### PROBLEM STATEMENT
Count the lines in the entries below that contain the string "paving", treating uppercase and lowercase letters as different. Give only the number.

### MATERIAL PROVIDED

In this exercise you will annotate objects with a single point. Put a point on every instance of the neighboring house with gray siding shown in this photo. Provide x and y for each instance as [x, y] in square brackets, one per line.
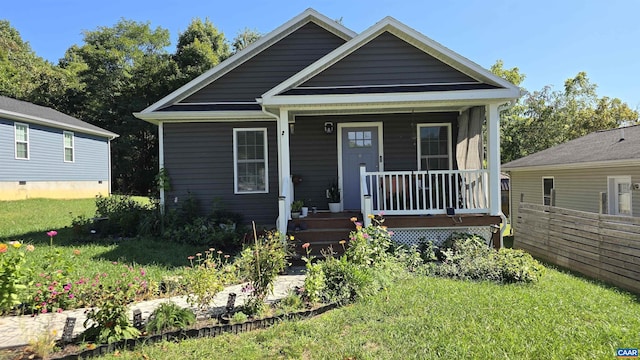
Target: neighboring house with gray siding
[599, 172]
[316, 100]
[47, 154]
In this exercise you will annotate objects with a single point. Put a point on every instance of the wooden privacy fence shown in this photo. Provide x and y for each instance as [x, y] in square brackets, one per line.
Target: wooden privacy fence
[603, 247]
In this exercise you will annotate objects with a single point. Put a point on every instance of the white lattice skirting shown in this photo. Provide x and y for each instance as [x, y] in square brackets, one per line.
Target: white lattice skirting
[414, 236]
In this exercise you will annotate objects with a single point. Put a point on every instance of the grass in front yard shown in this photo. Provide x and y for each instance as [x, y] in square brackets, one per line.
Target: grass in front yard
[24, 217]
[561, 317]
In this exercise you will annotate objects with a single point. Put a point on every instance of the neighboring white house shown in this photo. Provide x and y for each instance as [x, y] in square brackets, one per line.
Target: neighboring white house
[47, 154]
[599, 172]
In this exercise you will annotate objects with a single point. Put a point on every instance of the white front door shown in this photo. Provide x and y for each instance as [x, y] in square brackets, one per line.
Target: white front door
[359, 143]
[620, 195]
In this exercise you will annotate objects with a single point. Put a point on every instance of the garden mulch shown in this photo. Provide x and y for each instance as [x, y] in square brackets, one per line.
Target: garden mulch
[17, 331]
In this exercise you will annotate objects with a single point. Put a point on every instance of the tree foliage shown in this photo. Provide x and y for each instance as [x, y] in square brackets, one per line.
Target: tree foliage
[545, 118]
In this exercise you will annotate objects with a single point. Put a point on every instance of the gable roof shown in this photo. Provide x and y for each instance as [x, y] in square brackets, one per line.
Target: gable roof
[466, 69]
[605, 147]
[246, 54]
[25, 111]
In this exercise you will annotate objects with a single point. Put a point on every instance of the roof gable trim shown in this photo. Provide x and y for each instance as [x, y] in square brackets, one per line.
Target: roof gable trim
[55, 124]
[405, 33]
[309, 15]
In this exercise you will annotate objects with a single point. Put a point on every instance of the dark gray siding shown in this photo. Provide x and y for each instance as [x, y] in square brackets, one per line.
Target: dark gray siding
[199, 160]
[387, 60]
[46, 156]
[269, 68]
[314, 155]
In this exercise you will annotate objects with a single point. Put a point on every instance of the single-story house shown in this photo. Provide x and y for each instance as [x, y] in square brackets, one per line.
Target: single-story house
[47, 154]
[599, 173]
[391, 117]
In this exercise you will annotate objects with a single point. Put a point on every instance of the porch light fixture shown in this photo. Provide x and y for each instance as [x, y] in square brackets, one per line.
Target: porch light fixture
[328, 127]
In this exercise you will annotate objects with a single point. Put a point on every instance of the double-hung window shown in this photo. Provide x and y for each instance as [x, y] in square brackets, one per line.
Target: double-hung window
[22, 141]
[68, 146]
[250, 161]
[547, 186]
[434, 147]
[619, 195]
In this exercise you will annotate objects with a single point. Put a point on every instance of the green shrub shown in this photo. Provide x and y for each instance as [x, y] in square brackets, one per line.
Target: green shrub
[109, 320]
[170, 316]
[261, 263]
[239, 317]
[346, 281]
[467, 256]
[13, 275]
[121, 215]
[207, 275]
[518, 266]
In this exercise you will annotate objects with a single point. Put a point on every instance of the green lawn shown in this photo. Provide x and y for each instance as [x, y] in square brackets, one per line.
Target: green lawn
[85, 257]
[562, 317]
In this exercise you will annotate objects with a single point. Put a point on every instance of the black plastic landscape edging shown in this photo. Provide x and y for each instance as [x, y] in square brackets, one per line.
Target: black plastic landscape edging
[209, 331]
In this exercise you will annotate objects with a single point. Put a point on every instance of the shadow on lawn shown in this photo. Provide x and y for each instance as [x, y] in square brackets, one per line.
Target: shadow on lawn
[142, 251]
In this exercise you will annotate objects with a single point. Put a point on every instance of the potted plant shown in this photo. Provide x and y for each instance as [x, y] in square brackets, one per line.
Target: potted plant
[305, 209]
[296, 207]
[333, 194]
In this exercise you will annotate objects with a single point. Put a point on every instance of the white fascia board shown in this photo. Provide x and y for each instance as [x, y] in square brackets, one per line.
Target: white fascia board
[250, 51]
[207, 116]
[447, 55]
[582, 165]
[56, 124]
[471, 96]
[399, 29]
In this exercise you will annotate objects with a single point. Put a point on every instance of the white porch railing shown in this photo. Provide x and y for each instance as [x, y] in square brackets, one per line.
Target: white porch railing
[425, 192]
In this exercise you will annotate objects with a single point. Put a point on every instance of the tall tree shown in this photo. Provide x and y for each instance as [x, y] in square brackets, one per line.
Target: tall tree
[200, 48]
[244, 38]
[123, 69]
[546, 118]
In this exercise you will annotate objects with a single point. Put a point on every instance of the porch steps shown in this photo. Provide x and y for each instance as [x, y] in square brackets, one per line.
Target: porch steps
[323, 231]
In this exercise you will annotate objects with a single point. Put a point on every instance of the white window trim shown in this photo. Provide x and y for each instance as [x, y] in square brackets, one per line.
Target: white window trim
[235, 161]
[64, 147]
[449, 142]
[611, 202]
[553, 187]
[15, 142]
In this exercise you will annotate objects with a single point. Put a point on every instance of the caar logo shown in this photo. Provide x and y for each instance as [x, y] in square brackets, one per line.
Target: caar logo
[627, 353]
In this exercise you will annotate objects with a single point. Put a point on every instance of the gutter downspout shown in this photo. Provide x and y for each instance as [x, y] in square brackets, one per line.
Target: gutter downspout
[283, 207]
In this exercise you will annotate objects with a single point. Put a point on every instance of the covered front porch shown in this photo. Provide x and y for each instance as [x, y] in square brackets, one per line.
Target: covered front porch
[411, 165]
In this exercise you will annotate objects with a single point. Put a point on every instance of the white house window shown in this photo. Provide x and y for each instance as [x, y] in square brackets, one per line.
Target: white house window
[68, 146]
[619, 195]
[547, 186]
[22, 141]
[250, 161]
[434, 147]
[360, 139]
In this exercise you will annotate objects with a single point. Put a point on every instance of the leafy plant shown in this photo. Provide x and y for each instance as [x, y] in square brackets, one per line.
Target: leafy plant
[13, 275]
[334, 192]
[239, 317]
[110, 322]
[261, 263]
[169, 315]
[207, 276]
[297, 205]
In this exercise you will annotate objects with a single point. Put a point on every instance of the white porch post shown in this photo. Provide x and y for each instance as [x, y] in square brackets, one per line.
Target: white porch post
[161, 162]
[493, 157]
[284, 171]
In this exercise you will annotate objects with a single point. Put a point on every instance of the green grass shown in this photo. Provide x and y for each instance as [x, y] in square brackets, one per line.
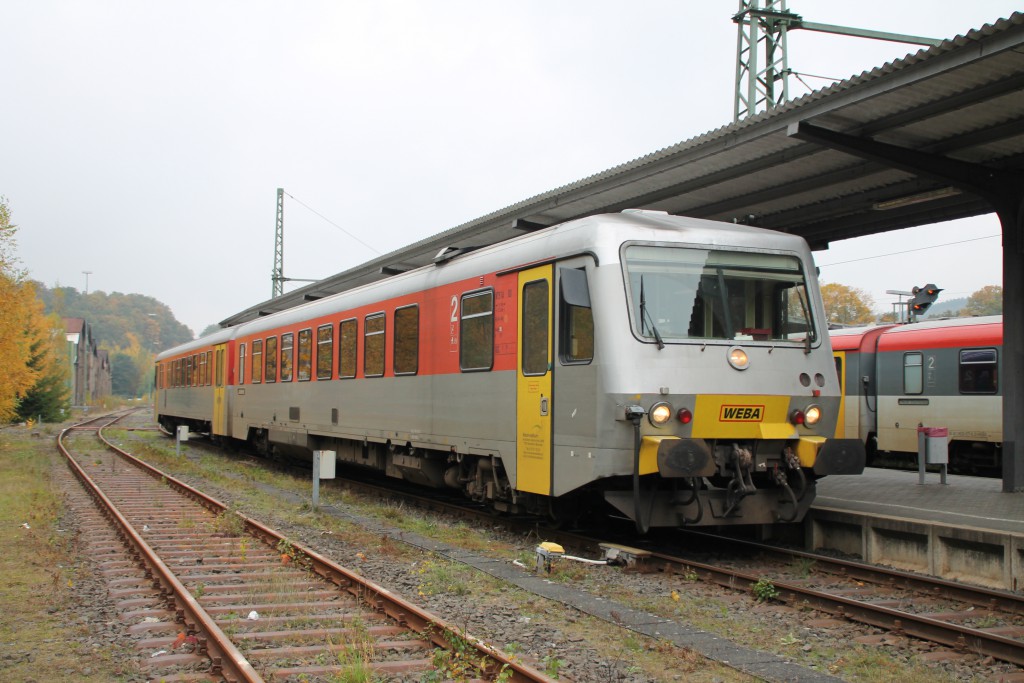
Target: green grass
[39, 634]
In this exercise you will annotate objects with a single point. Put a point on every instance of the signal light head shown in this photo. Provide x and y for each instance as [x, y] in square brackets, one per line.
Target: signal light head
[659, 414]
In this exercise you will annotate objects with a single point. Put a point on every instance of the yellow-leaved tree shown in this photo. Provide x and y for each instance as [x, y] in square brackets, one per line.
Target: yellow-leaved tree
[31, 349]
[986, 301]
[847, 305]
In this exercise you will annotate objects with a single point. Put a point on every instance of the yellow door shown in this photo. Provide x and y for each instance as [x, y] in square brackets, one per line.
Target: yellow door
[219, 371]
[534, 401]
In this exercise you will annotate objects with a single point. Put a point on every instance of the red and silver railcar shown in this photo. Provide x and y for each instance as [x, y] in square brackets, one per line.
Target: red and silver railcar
[932, 374]
[675, 369]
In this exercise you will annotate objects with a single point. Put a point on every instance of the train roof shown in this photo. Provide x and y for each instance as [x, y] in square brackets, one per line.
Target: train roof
[979, 331]
[600, 236]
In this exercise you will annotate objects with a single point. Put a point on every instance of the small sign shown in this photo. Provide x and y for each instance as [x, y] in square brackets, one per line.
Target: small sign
[327, 463]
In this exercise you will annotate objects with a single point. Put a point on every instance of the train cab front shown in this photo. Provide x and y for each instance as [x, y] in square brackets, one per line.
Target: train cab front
[738, 395]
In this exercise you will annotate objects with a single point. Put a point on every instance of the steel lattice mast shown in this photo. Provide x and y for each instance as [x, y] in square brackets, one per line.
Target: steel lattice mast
[278, 274]
[761, 39]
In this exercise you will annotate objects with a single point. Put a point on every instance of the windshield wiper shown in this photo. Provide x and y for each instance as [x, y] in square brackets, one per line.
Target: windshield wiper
[645, 317]
[807, 321]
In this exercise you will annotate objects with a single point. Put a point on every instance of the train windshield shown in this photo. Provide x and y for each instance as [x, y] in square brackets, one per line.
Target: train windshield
[680, 293]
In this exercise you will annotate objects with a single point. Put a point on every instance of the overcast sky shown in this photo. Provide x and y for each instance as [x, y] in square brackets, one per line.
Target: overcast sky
[144, 141]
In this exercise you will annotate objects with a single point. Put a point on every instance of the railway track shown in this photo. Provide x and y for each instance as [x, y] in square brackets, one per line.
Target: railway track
[218, 596]
[968, 619]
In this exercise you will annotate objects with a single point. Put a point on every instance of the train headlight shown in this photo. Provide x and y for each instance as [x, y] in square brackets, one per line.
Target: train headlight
[738, 358]
[659, 414]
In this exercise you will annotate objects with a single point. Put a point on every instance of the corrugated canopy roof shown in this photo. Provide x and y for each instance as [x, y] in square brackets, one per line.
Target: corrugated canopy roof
[962, 99]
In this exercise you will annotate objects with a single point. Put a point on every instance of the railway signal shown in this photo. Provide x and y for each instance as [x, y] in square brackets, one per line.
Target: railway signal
[923, 299]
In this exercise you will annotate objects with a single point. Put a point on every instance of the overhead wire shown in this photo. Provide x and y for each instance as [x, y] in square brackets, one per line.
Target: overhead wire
[907, 251]
[333, 223]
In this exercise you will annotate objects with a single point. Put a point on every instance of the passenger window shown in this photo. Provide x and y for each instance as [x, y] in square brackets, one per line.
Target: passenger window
[535, 326]
[286, 356]
[913, 373]
[271, 358]
[257, 360]
[373, 360]
[407, 340]
[304, 364]
[242, 363]
[577, 324]
[979, 371]
[347, 348]
[476, 338]
[325, 351]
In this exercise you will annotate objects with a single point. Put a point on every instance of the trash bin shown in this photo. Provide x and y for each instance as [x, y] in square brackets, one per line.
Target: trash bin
[933, 442]
[933, 449]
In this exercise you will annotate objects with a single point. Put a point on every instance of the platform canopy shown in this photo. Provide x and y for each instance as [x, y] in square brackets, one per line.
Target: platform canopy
[962, 100]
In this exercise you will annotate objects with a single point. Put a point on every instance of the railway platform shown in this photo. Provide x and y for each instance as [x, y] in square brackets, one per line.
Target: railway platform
[967, 529]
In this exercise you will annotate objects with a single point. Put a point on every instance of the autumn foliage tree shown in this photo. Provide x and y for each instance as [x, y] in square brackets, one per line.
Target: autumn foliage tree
[847, 305]
[986, 301]
[30, 354]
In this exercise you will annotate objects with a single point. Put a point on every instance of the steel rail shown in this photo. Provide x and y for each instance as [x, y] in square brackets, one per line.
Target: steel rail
[936, 631]
[493, 663]
[225, 657]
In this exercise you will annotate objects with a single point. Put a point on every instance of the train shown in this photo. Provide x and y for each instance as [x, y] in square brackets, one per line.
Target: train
[669, 371]
[943, 373]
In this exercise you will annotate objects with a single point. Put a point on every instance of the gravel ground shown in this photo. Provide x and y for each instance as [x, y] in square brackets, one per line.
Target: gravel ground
[576, 646]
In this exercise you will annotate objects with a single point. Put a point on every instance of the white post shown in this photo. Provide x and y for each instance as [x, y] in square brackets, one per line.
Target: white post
[181, 434]
[315, 479]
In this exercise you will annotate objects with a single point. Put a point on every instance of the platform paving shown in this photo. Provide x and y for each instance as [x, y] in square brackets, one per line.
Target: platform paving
[967, 529]
[964, 501]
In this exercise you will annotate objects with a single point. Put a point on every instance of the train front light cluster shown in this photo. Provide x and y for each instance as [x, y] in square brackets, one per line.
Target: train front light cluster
[662, 413]
[810, 416]
[659, 414]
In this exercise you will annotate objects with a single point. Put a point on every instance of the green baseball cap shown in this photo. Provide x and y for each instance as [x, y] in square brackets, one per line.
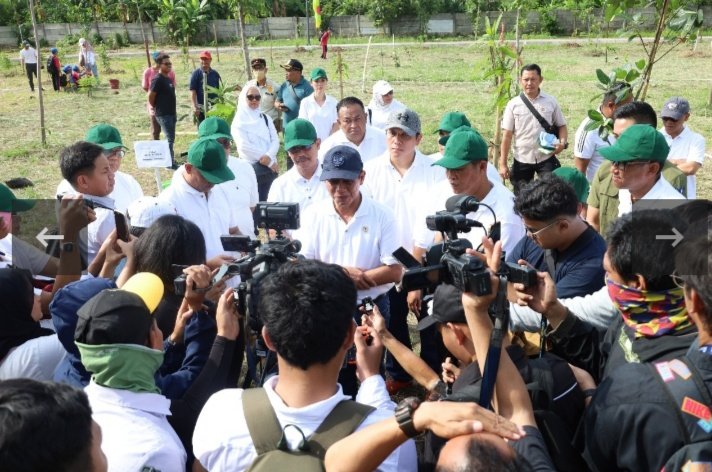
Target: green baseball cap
[213, 127]
[638, 143]
[464, 146]
[299, 132]
[208, 156]
[318, 73]
[451, 121]
[105, 136]
[576, 179]
[11, 204]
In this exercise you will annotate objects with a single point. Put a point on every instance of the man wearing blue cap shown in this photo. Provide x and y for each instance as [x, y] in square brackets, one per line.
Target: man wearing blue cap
[354, 231]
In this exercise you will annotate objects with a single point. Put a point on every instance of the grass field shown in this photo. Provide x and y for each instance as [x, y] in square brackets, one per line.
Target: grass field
[430, 79]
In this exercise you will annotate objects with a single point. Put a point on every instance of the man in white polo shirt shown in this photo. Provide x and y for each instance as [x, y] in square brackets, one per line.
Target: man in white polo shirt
[302, 183]
[194, 194]
[687, 148]
[638, 156]
[354, 231]
[355, 131]
[397, 179]
[242, 191]
[126, 189]
[465, 161]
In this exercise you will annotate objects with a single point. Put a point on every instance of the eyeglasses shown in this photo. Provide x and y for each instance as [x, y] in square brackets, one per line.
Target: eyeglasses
[115, 153]
[298, 149]
[535, 233]
[622, 166]
[678, 280]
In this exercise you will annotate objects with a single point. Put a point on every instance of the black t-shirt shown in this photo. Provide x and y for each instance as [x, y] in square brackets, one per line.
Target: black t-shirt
[165, 95]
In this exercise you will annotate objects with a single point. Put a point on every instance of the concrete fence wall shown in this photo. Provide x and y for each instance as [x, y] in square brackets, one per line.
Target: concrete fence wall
[343, 26]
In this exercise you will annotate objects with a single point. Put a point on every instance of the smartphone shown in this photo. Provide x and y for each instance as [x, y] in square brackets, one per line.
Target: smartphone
[122, 226]
[406, 259]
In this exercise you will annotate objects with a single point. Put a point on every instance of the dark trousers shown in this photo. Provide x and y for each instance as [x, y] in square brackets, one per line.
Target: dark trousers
[168, 126]
[521, 173]
[430, 340]
[265, 177]
[31, 69]
[155, 127]
[347, 374]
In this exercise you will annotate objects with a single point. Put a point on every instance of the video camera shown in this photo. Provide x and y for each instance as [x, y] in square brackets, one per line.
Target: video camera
[449, 263]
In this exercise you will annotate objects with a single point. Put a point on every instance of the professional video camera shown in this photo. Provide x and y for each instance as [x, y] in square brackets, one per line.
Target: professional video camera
[449, 263]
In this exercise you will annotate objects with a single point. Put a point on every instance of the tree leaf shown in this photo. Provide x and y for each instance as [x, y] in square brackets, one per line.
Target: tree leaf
[602, 77]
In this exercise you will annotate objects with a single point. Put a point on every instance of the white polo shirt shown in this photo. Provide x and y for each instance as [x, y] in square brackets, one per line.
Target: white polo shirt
[690, 146]
[135, 431]
[662, 190]
[499, 198]
[212, 213]
[22, 255]
[367, 241]
[292, 187]
[222, 442]
[126, 190]
[587, 145]
[372, 146]
[242, 193]
[385, 185]
[322, 117]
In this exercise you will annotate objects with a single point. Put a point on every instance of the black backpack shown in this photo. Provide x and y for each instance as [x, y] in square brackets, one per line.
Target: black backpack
[268, 437]
[691, 402]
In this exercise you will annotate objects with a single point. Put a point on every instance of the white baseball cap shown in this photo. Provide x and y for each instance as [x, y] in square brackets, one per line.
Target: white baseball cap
[144, 211]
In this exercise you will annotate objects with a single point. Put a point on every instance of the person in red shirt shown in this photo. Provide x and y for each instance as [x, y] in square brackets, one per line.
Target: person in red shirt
[324, 41]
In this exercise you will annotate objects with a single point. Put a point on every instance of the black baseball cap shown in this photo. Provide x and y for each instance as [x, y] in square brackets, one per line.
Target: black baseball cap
[447, 307]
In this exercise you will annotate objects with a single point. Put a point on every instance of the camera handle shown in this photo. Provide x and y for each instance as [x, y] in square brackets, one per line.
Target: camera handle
[501, 325]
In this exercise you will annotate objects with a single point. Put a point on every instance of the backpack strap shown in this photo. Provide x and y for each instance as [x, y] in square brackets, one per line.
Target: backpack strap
[342, 421]
[544, 124]
[262, 423]
[690, 398]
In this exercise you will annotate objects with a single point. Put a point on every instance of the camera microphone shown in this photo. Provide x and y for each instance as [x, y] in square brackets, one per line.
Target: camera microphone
[462, 203]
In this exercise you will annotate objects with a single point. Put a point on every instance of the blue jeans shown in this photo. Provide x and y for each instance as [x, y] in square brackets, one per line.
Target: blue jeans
[168, 126]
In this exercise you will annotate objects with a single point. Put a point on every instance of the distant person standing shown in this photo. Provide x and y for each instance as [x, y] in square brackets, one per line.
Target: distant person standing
[28, 60]
[87, 58]
[324, 41]
[148, 76]
[291, 93]
[320, 108]
[200, 79]
[54, 69]
[268, 90]
[162, 97]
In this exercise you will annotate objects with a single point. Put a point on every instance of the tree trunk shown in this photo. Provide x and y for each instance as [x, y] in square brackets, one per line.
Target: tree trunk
[653, 51]
[243, 41]
[39, 75]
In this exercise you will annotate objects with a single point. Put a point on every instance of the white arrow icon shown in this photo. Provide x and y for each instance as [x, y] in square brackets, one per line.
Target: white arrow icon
[43, 237]
[676, 238]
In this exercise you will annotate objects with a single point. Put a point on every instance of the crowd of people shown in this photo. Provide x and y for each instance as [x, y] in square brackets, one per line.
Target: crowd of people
[122, 349]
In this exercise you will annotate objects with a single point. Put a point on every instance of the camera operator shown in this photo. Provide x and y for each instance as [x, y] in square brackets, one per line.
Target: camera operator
[307, 308]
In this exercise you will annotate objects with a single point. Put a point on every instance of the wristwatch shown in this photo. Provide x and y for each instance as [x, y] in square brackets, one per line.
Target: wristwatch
[404, 415]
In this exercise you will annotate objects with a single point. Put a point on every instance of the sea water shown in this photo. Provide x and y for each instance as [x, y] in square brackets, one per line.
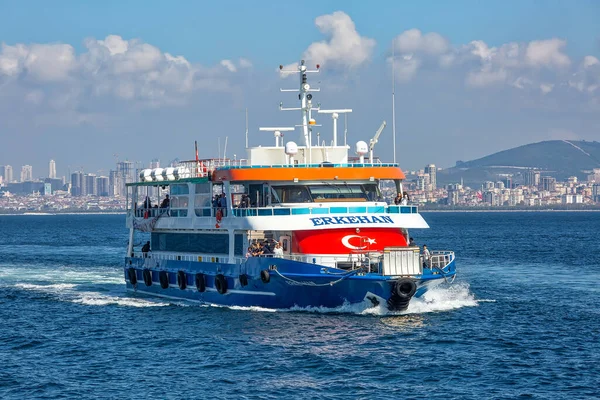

### EXERCISE OUTPUT
2